═════ Texto mostrado

La precarización del capitalismo-plataforma recurre con frecuencia a este modelo gremial, del que emplea una versión superficial en la que los términos y procesos se vacían de contenido con el único objeto de generar una narrativa que sirva a un modelo laboral del que se ha expulsado a los trabajadores, externalizándolos.
Así, se transmite la especie de que el gremio era una meritocracia pura y que el taller era una comunidad de personas libres, trabajando unidas.
La realidad es que el gremio acabó estando controlado por relaciones de poder, explotación y privilegio que se ejercían de forma descarnada, y que el taller estaba muy lejos de ser una comunidad de aprendizaje y era, fundamentalmente, un centro productivo que a través del par ‘trabajo por formación’ abría la puerta a una extensa —y endémica— casuística de abusos.
No es ajena la formación de los arquitectos al término ‘taller’. La experiencia de la Bauhaus permea aun hoy nuestro modelo educativo. Seamos en esto claros: las referencias de Gropius al taller y al gremio artesano son, en realidad, la visión romantizada de un individuo privilegiado sobre un modelo productivo y vital que no había experimentado y del que poseía una visión glamurizada y parcial.
Se produce aquí una dicotomía. Si bien el taller artesanal es, como modelo productivo, propenso a la explotación, al eliminar esa necesidad de mano de obra barata —apelando exclusivamente a lo formativo— la fórmula de aprender en proximidad y haciendo (aunque el hacer sea simulado) resulta imbatible.
La tentación, no obstante, de extender el taller más allá de lo educativo resultó, para los arquitectos, demasiado fuerte. Mientras los gremios decaían, sustituidos por empresas e industrias, los estudios de arquitectura sufrían una regresión a un modelo agotado siglos atrás. Lo que pudo ser inocente superficialidad para Gropius es, en el siglo XXI, una impostura cuyo único objeto es la explotación.

══════════
═════ Listado almacenado

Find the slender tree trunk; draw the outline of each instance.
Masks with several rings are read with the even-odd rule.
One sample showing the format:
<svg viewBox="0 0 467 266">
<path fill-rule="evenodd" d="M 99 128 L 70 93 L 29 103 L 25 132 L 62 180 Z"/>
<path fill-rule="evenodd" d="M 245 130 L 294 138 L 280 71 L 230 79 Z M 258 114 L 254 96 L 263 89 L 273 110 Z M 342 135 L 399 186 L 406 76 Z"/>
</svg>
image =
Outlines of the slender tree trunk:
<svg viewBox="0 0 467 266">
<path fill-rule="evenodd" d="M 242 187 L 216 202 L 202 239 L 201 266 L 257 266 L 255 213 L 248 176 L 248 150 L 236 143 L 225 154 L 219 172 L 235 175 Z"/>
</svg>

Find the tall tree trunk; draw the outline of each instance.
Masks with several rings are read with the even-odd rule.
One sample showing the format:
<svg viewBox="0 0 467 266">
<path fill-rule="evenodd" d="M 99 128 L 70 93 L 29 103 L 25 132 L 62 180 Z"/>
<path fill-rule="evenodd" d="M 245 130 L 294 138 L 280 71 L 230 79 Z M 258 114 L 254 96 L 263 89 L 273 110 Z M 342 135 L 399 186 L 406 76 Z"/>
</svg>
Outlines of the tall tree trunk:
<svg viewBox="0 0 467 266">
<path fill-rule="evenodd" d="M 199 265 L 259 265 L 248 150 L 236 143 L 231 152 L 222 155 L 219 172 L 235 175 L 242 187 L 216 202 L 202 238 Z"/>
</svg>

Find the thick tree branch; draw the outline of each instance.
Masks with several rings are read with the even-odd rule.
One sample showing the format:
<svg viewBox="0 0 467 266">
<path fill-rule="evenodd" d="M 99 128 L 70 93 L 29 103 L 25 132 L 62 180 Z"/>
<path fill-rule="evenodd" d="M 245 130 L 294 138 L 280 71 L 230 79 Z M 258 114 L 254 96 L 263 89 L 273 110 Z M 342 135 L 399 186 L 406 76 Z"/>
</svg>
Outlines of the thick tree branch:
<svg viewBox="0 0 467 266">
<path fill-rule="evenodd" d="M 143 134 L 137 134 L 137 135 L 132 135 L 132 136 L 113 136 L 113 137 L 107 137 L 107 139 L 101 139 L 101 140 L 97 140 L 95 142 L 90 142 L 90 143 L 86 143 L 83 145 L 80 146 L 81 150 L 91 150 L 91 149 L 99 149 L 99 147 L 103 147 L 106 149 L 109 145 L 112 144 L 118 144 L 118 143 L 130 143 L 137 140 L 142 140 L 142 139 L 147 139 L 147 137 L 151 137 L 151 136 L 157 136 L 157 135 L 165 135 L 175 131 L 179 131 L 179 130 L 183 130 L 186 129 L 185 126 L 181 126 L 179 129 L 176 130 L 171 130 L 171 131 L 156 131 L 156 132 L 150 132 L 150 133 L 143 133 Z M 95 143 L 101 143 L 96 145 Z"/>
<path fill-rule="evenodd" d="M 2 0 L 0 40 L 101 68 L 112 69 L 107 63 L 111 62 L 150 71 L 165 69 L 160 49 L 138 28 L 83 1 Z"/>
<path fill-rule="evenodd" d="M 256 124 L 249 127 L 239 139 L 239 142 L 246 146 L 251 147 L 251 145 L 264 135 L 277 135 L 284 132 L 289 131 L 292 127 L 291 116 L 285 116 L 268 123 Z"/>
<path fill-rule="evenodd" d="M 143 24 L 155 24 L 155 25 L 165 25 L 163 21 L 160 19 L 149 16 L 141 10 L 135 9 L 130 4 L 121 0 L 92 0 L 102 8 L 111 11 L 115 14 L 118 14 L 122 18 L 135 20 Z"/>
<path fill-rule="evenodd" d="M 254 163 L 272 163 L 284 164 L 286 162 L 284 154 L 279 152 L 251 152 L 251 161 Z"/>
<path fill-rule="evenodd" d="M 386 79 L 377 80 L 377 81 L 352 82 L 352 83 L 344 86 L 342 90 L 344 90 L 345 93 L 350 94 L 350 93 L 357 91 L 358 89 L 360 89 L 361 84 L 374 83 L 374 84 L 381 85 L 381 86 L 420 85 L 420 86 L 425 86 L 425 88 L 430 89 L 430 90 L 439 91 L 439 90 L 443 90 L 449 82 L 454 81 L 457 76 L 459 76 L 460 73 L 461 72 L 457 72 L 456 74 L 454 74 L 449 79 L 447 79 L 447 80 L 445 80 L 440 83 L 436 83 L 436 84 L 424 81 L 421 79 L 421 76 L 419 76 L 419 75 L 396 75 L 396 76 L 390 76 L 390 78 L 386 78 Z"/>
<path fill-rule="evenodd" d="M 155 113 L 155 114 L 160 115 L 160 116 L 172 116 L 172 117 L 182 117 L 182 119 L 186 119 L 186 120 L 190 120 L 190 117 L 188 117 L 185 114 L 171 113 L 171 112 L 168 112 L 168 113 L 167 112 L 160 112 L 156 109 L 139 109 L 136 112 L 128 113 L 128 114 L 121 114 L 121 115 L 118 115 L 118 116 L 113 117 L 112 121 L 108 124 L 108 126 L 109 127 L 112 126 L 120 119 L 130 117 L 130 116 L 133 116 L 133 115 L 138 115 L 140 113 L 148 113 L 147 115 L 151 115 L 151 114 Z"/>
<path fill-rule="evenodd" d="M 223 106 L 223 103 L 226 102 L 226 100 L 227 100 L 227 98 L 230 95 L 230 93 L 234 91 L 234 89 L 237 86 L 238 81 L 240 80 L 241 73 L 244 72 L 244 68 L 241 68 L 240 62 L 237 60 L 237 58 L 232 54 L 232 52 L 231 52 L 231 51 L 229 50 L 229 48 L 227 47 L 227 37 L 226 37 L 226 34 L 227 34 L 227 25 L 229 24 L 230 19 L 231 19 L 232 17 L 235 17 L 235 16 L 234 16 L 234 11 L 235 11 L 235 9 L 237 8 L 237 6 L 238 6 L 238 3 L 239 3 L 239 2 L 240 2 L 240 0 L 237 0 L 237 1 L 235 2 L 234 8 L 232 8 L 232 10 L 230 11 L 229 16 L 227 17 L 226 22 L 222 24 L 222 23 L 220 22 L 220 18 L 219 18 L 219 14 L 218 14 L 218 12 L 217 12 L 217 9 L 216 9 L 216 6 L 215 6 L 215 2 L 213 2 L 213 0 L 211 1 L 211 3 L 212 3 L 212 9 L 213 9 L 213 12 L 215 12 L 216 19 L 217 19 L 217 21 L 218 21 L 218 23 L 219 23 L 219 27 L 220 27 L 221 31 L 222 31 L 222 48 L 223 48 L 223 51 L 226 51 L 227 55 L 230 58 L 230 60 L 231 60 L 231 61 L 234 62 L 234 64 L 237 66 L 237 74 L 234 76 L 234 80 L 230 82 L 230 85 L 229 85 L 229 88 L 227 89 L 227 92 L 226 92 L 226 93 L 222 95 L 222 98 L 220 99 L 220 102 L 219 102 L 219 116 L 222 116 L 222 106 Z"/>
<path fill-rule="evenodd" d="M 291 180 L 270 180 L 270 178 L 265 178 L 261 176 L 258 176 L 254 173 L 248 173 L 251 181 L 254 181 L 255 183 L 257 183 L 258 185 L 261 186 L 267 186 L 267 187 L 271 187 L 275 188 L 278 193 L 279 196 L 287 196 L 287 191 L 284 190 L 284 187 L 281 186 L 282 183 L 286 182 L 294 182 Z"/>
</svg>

══════════

(Tareas escritas)
#1 En el texto sobre el taller y el gremio, ¿qué les ocurría a los estudios de arquitectura mientras los gremios decaían?
#2 Prosigue el texto sobre el taller y el gremio a partir de su última oración.

(Respuestas por tarea)
#1 Sufrían una regresión a un modelo agotado siglos atrás.

#2
En 2020 nos hemos enfrentado a una reordenación de todo lo que dábamos por seguro. La recuperación de la docencia presencial (o semipresencial) de Proyectos ha sido uno de los principales objetivos de los docentes y alumnos de arquitectura. El método del taller ha resultado ser tan efectivo que cambiando los medios (proyecciones en vez de planos, tabletas gráficas, dibujos en cámara, etc.) y a pesar de las innegables disfunciones, el sistema sigue funcionando.
Sin embargo, —de nuevo la dualidad— mientras que el taller ha permitido mantener la enseñanza en circunstancias difíciles, su perversión empresarial ha llevado las cotas de explotación a límites desconocidos en los que se obliga a los trabajadores a encender las cámaras web para controlarlos o se les pone en ERTE para después obligarles a seguir trabajando.
Más allá del reaccionario “Esto siempre ha sido así”, siempre hay lugar para la evolución: El modelo del taller de proyectos es, en lo docente, sólido y mejorable. En ello estamos aplicados e implicados profesores y alumnos.
En lo laboral es, me temo, insalvable. Y lo viene siendo desde el siglo XVIII.